## Assignment
Note each line in the data below that holds "grey", and copy it.

[Region pointing data]

------------------------------

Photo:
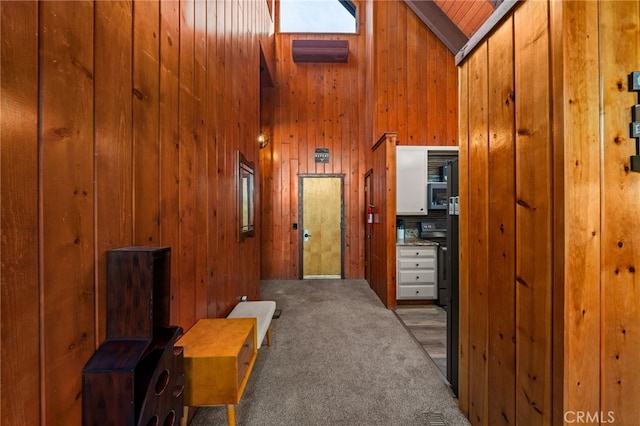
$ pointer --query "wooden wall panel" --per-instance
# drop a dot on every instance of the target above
(577, 198)
(186, 165)
(574, 227)
(113, 140)
(533, 214)
(145, 122)
(502, 229)
(67, 204)
(19, 301)
(464, 243)
(478, 235)
(383, 246)
(314, 106)
(620, 389)
(110, 138)
(169, 142)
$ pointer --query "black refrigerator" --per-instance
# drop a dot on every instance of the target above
(453, 294)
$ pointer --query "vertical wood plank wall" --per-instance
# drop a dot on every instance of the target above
(120, 122)
(20, 284)
(383, 281)
(313, 105)
(399, 78)
(620, 203)
(548, 176)
(414, 80)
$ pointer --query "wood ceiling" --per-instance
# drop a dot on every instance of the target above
(453, 21)
(467, 15)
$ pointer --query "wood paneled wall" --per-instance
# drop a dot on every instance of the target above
(120, 122)
(548, 223)
(383, 235)
(414, 82)
(314, 105)
(399, 78)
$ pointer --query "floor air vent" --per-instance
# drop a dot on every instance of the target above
(434, 419)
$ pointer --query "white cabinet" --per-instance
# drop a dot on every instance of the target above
(416, 272)
(411, 180)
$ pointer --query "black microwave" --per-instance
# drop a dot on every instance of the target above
(437, 195)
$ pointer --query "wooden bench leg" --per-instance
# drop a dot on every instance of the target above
(185, 416)
(231, 415)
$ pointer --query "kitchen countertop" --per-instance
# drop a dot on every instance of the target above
(416, 242)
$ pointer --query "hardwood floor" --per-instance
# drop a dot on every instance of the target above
(428, 324)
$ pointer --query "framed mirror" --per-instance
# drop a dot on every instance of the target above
(245, 196)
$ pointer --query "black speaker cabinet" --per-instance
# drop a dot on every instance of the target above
(139, 291)
(136, 377)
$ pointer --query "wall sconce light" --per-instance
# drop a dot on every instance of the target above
(263, 140)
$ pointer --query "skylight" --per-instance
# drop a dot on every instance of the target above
(317, 16)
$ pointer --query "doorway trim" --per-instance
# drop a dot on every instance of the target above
(301, 178)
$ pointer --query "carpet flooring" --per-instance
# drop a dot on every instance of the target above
(428, 324)
(339, 357)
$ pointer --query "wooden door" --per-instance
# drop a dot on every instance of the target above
(368, 225)
(322, 226)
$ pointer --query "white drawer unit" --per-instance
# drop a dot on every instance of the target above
(416, 272)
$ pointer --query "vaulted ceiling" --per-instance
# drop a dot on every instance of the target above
(453, 21)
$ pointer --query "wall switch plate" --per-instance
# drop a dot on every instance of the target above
(634, 81)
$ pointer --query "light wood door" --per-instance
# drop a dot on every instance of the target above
(321, 227)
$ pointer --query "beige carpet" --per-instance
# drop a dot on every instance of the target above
(428, 324)
(339, 357)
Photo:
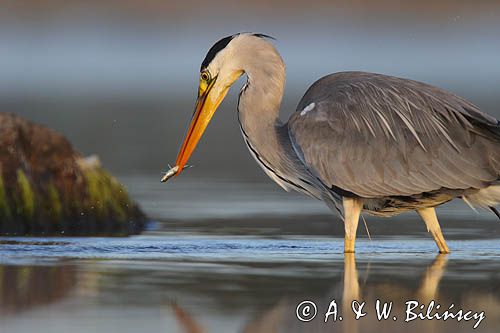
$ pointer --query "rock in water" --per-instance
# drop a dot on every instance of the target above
(48, 188)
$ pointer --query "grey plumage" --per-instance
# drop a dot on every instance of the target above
(358, 141)
(403, 142)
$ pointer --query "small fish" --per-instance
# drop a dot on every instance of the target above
(170, 173)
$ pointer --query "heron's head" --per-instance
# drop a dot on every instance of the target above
(224, 63)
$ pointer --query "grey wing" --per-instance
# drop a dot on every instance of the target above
(375, 135)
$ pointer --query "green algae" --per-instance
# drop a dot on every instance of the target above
(5, 212)
(27, 199)
(53, 203)
(106, 195)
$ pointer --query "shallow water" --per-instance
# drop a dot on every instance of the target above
(247, 269)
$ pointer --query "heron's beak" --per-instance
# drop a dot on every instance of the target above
(208, 101)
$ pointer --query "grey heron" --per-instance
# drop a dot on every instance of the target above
(361, 142)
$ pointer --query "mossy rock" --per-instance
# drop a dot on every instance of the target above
(48, 188)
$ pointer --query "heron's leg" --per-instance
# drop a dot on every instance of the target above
(352, 209)
(430, 219)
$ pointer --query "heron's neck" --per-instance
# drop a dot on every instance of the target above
(259, 106)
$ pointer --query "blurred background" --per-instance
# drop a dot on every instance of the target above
(119, 78)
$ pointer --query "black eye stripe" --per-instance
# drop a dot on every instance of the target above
(220, 45)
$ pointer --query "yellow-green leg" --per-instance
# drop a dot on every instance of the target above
(431, 221)
(352, 210)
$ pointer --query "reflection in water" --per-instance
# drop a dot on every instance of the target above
(278, 319)
(204, 285)
(25, 287)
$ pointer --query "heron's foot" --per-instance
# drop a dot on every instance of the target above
(441, 243)
(349, 245)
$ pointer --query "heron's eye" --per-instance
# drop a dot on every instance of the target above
(205, 76)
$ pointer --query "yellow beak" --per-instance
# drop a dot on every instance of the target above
(206, 105)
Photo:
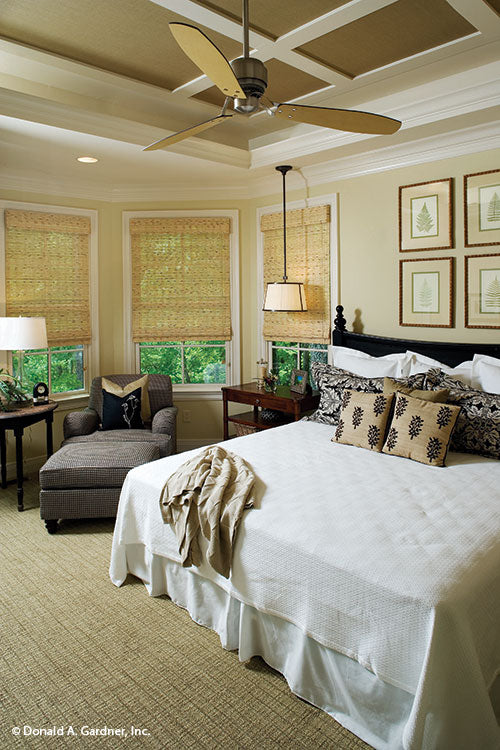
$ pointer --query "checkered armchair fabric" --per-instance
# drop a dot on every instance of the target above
(83, 426)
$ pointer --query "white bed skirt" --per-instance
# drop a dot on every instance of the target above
(370, 708)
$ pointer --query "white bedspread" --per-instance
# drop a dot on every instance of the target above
(388, 561)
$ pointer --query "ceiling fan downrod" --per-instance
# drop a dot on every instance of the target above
(250, 72)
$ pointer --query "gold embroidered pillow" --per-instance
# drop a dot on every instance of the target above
(393, 386)
(363, 419)
(117, 390)
(420, 430)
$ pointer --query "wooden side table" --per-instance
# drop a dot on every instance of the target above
(291, 404)
(17, 420)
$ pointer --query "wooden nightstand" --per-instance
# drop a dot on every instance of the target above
(293, 405)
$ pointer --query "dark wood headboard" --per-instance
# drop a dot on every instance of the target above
(449, 353)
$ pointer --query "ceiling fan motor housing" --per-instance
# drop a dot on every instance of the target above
(252, 77)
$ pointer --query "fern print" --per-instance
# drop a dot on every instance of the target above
(443, 417)
(379, 405)
(494, 208)
(357, 416)
(415, 426)
(401, 405)
(492, 294)
(425, 295)
(392, 439)
(373, 436)
(425, 222)
(346, 397)
(433, 449)
(340, 429)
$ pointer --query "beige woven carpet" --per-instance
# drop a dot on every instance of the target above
(77, 652)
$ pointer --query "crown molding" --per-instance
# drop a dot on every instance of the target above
(433, 148)
(453, 96)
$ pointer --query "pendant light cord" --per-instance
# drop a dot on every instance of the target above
(284, 169)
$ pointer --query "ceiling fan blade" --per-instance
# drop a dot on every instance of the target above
(351, 120)
(187, 133)
(207, 57)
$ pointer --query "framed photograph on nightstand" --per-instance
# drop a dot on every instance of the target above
(298, 381)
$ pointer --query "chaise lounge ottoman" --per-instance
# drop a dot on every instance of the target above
(84, 480)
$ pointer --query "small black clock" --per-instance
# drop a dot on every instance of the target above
(40, 394)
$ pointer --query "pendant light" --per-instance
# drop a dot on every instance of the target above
(285, 296)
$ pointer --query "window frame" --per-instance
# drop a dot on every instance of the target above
(265, 347)
(91, 351)
(186, 391)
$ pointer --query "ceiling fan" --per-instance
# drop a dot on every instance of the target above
(244, 81)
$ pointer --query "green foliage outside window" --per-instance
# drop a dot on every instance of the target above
(66, 368)
(204, 361)
(288, 356)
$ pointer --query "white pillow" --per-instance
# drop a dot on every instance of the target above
(420, 363)
(360, 363)
(487, 372)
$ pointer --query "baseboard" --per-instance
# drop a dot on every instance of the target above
(191, 444)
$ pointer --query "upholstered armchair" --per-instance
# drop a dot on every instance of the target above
(84, 426)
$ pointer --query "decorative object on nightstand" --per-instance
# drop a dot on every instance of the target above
(262, 370)
(298, 381)
(41, 394)
(270, 382)
(285, 296)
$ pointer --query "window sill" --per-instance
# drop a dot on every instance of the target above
(74, 401)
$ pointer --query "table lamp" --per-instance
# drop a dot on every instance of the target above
(19, 334)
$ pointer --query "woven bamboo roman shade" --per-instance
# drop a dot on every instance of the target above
(47, 272)
(181, 279)
(308, 260)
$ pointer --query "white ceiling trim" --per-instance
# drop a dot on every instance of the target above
(449, 97)
(444, 146)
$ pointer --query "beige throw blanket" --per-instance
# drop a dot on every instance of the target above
(208, 493)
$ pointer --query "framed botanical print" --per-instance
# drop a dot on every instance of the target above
(426, 292)
(482, 291)
(482, 208)
(425, 216)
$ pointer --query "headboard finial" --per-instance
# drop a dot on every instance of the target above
(340, 321)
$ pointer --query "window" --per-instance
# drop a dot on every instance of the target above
(287, 356)
(182, 297)
(61, 367)
(296, 340)
(186, 362)
(49, 257)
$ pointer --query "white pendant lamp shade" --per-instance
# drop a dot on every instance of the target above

------------------------------

## Answer for the task
$ pointer --query "grey plumage" --per-instance
$ pointer --query "grey wing" --per-instance
$ pointer --query "grey heron" --per-instance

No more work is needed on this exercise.